━━ Materials provided
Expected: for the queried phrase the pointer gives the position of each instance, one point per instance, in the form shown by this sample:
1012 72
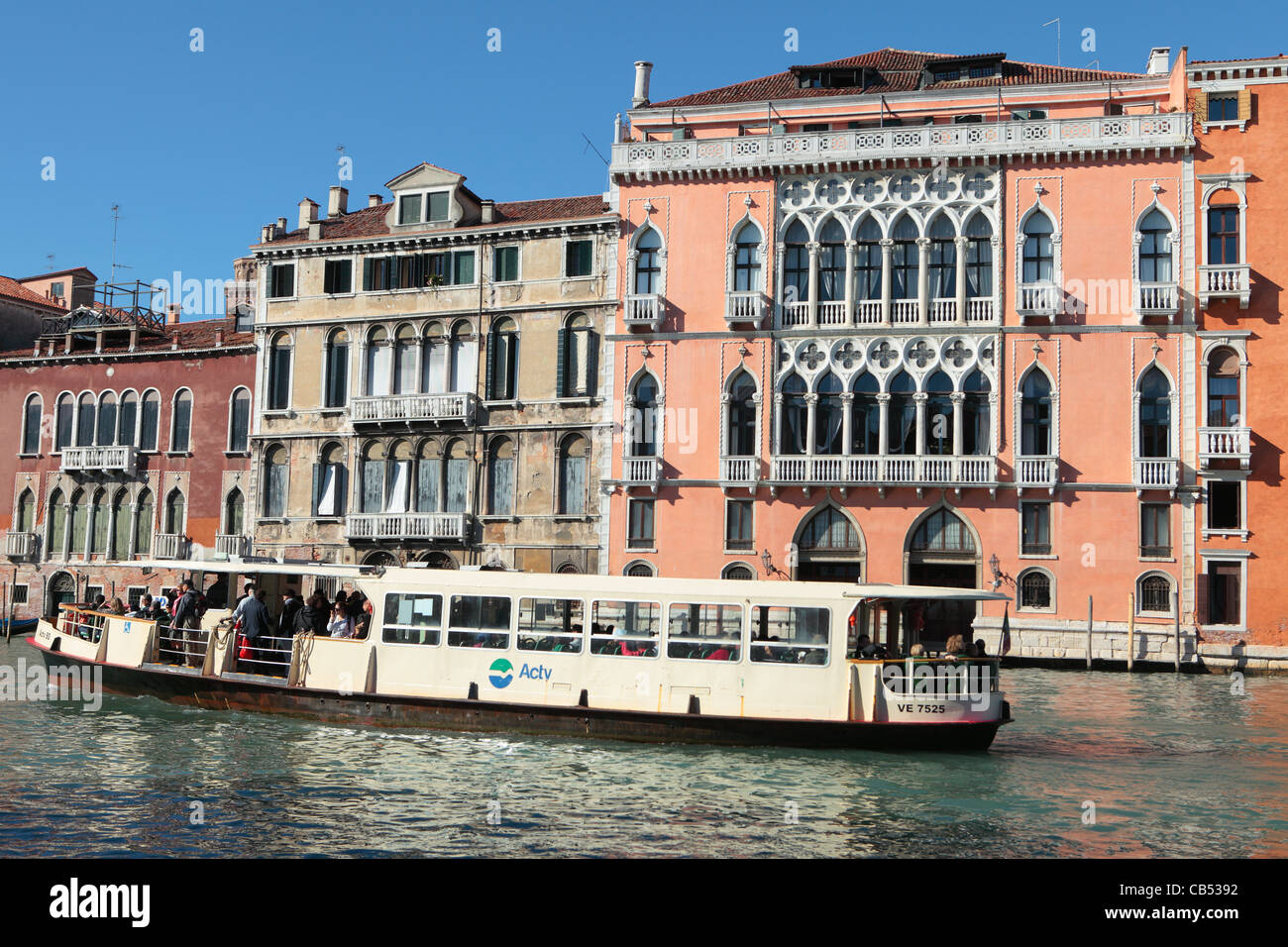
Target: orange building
928 318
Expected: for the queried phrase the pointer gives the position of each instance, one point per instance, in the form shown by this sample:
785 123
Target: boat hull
243 692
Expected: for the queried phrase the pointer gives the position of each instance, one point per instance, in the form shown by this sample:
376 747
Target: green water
1175 766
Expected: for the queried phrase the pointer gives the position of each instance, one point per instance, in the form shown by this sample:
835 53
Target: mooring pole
1089 633
1131 629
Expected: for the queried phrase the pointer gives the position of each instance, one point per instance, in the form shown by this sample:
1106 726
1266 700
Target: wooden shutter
561 384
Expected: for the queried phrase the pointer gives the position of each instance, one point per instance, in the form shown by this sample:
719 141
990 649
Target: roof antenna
1056 21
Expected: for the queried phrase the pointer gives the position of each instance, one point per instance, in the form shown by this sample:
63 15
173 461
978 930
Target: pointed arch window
1155 248
1035 415
1155 415
977 415
644 420
648 264
747 269
902 425
741 419
795 418
905 261
336 368
979 257
31 424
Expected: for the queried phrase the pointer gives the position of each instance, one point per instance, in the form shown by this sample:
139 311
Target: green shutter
561 382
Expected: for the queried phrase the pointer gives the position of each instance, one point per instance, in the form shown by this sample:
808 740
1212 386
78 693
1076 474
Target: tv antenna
1056 21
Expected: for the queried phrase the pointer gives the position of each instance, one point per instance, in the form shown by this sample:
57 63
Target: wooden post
1131 629
1089 633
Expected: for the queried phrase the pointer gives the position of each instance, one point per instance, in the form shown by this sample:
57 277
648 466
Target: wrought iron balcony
1225 444
1157 298
232 547
1037 474
451 407
745 307
1225 281
643 311
902 471
117 458
406 526
170 545
20 545
1155 474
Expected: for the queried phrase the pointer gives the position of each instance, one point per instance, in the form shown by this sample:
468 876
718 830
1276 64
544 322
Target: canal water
1172 766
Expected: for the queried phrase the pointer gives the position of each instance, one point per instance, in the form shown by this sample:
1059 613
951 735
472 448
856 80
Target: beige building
429 385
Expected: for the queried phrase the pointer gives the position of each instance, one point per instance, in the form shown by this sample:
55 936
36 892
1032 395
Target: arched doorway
62 590
941 551
828 548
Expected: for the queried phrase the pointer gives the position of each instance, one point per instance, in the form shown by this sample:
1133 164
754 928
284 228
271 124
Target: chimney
643 69
338 202
308 213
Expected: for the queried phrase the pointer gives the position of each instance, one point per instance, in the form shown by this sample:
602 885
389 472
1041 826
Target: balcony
119 458
20 545
739 472
1037 474
455 407
922 471
1227 281
168 545
642 472
406 526
1037 299
1086 137
643 311
745 307
1155 474
1157 299
1225 444
232 547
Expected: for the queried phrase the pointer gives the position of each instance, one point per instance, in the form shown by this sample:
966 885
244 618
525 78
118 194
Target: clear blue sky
202 149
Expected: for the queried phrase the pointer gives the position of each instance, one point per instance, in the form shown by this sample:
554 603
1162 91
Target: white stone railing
1228 281
643 311
452 406
885 471
745 307
1225 444
642 471
1090 134
1155 474
1157 298
739 470
168 545
232 547
406 526
20 545
1035 472
112 458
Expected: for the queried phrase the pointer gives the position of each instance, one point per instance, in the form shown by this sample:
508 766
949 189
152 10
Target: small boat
662 660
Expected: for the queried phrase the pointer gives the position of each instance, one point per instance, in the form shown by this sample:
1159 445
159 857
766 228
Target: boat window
550 624
412 618
790 635
480 621
711 633
625 628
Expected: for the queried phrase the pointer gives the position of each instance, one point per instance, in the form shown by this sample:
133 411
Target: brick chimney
338 201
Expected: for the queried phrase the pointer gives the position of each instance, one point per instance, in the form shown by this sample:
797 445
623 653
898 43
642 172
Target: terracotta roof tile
897 69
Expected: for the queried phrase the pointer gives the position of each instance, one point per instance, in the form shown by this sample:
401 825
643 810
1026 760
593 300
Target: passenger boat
640 659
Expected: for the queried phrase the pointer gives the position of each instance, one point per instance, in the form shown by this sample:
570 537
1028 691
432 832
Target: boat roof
591 583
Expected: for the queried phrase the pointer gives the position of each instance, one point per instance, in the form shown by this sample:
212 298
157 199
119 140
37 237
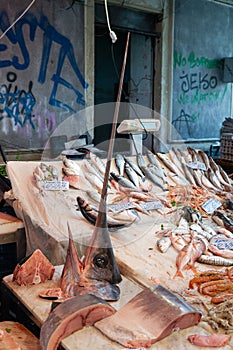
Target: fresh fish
132 175
70 316
150 316
213 179
204 158
224 175
98 162
227 222
153 160
188 174
71 166
156 171
215 260
95 196
120 163
163 244
123 181
193 154
176 159
184 257
154 179
141 161
92 169
95 275
33 269
134 166
94 180
167 163
212 340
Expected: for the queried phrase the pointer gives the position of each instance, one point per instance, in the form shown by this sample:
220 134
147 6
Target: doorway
138 86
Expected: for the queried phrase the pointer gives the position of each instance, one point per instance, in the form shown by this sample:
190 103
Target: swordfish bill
99 262
72 269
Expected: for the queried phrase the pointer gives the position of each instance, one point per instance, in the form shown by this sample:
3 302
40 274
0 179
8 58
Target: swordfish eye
100 261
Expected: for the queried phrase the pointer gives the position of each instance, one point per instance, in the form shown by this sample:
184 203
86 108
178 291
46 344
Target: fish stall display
179 204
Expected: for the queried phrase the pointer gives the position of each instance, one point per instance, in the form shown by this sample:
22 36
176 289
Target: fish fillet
71 316
150 316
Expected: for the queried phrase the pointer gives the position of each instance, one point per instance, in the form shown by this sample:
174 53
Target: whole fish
134 166
72 167
215 260
203 157
120 163
141 161
132 175
92 169
153 160
154 179
98 162
213 179
163 244
94 180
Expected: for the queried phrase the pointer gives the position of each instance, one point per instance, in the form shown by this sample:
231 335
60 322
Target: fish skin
120 163
154 179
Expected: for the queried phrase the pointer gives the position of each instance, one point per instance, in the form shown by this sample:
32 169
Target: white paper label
151 205
56 185
197 165
211 205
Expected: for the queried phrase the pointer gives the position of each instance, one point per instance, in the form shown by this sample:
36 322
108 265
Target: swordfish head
100 263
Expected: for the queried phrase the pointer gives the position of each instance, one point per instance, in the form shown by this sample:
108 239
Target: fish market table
90 337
━━━━
Transcribe all of the material exactly, leaving out whatever pictures it contains.

Expected: for the queried phrase the pointer gives the position of each instance, one point per instance, in the form shown by this sample:
1012 72
Target: orange building
928 318
Expected: for the queried phrase the pointer gives the position of each instance, one point per instance, in the form shown by this sample:
785 123
Target: boat hull
243 692
Expected: for the queried phrase the pointer gives the position of each instance, one point per instance, in the form shown by this sample:
376 747
Target: green water
1175 766
Expected: for the queried phrase the pointer gives the position of each instance, one point per instance, in the form shown by this sample:
835 53
Target: mooring pole
1089 633
1131 629
Expected: for the queried phrase the pointer gives the position of each instance, one point per instance, in the form shown by this sample:
1106 726
1266 700
Target: wooden shutter
561 384
Expected: for the queried phrase the pointer gives the position of each instance, one point per instance, in the form shown by this sample:
719 141
990 649
Target: roof antenna
1056 21
Expected: for the queried phrase the pointer gives the position of each instance, one point per instance, in the form shown by this sample:
63 15
173 461
978 930
Target: pointed arch window
1155 248
1035 415
1155 415
977 415
644 420
648 264
747 269
902 425
741 419
795 418
905 261
336 368
979 257
31 424
Expected: for the queried phrase the pointer gives the position of each instance, one point per instance, in the form shown by this sample:
139 311
Target: green shutter
561 382
Expected: for the queried phrase the pointer gives the position of each instance, one point per instance, in the form shown by this sample:
808 740
1212 386
78 693
1076 474
Target: tv antenna
1056 21
Expected: for the queried phrase the pointer gives the position of each instance, one point per instance, in the form shown by this sample:
57 63
Target: wooden post
1131 629
1089 633
Expected: for the queried phrase the pointer gives the position of each instance, one point per instance, in the form shown by this sample:
57 277
648 466
Target: wrought iron balcony
1225 444
1157 298
232 547
1037 474
451 407
745 307
1225 281
643 311
902 471
117 458
406 526
170 545
20 545
1155 474
Expected: for the queried phrase the pointer gives the position of each instance, one point per instance, in the form shown by this sample:
468 876
718 830
1276 64
544 322
Target: canal water
1172 766
Expected: for the queried phrase the pointer gives the position of each instance, one point per instance, in the form shown by this sample:
1059 613
951 735
472 448
856 80
Target: beige building
429 385
Expected: for the queried phrase the pointer gives the position of each instance, one point per instance, in the form shown by this sample:
55 936
36 892
1032 395
Target: arched doorway
62 590
941 551
828 548
Expected: for the queried phrase the pointer gives the position of each instance, one point per instance, in the form shown by this sample:
1133 164
754 928
284 228
271 124
Target: chimney
643 69
338 202
308 213
Expected: for the queried phrase the pointer gives the position of each instance, one point per instance, in the form shown by this sample:
602 885
389 472
1041 826
Target: balcony
119 458
20 545
739 472
1037 474
455 407
922 471
1227 281
168 545
642 472
406 526
1037 299
1086 137
643 311
745 307
1155 474
1157 299
1225 444
232 547
Expected: for the queried phrase the pointer gives the position of each instance, one point per instance, in the form shown by this sample:
966 885
244 618
525 78
118 194
Target: clear blue sky
202 149
Expected: for the queried phrase the pointer gives the position of each instance, one point per instance, in the form shown by this sample:
554 603
1162 91
Target: white stone railing
1228 281
643 311
452 406
885 471
745 307
1225 444
642 471
1090 134
1155 474
1157 298
739 470
168 545
232 547
406 526
20 545
1035 472
112 458
Expected: for the queried phrase the pointer gives the position of each instance, one point per instance, in the form shown by this sample:
508 766
949 189
152 10
Target: small boat
662 660
Expected: for the queried phrase the pointer gives the position of each instance, one point per instance, in the form shown by this sample:
1159 445
159 857
766 228
Target: boat window
550 624
412 618
790 635
480 621
711 633
625 628
Expected: for the queried phrase the pointer gives the position of each instance, one point per instance, in the form shown by this sample:
133 411
Target: brick chimney
338 201
Expected: for the queried phrase the pointer gives the position of each instance, one point per instance, in the form shown by this sample:
797 445
623 653
898 43
642 172
Target: terracotta roof tile
897 69
Expected: for the queried phrase the pointer gives the position of each instance, one point per instance, in the form shown by this sample:
401 825
643 810
1026 760
593 300
Target: passenger boat
640 659
Expected: for the queried phrase the pointer gives the position of each instance, one point per instance, in the form shown by this sample:
570 537
1028 691
432 832
Target: boat roof
591 583
Expected: for the queried phrase the pointer gives the position of each instance, one point per instance, in the form shown by this sample:
212 298
157 199
119 140
37 237
Target: fresh fish
132 175
70 316
150 316
213 179
204 158
224 175
98 162
227 222
153 160
188 174
71 166
156 171
215 260
95 196
120 163
163 244
123 181
193 154
176 159
184 257
154 179
141 161
92 169
95 275
33 269
134 166
94 180
167 163
212 340
Expected: for the queried phrase the pointer gives the position of each instance, one point per instance, in the form shown by this sample:
220 134
147 6
Target: doorway
138 86
Expected: for the queried phrase the pointer gives the position of each instance, one point per instance, in the form shown by this sample:
190 103
Target: swordfish bill
99 262
72 269
Expected: for the queried phrase the pointer gives the position of each instance, one point per instance, in the form shown by this sample:
3 302
40 274
0 179
8 58
Target: swordfish eye
100 261
Expected: for the queried phrase the pointer gives the position of each instance, one point per instance, in the form shown by this sample:
184 203
86 108
178 291
46 344
Target: fish stall display
179 204
Expected: for the queried phrase the pointer gives the position of each instance, one point per instance, in the form shown by this sample:
22 36
176 289
Target: fish fillet
71 316
150 316
Expected: for the queried phrase the pointer gives the position of each instance, one point per instance, in the form shown by this sample:
174 53
Target: whole fish
134 166
72 167
215 260
203 157
120 163
141 161
132 175
92 169
153 160
154 179
98 162
213 179
163 244
94 180
Expected: for the queried phrase the pointer gives the position of each instance, one point per instance, in the form shown by this sample:
231 335
60 322
Target: fish skin
120 163
154 179
Expected: for the queried phrase the pointer gives the position of each instance, one point per instance, in the form shown by this sample:
32 169
Target: white paper label
151 205
56 185
197 165
211 205
Expected: for the queried phrase the pointer gives the position of each instance, one point per instance, in the form shown by this sample:
36 322
108 265
Target: swordfish head
100 263
Expected: for the queried phrase the pointer gives the position of each instance, one point per instance, in the form shown by this sample:
108 239
Target: fish market table
90 337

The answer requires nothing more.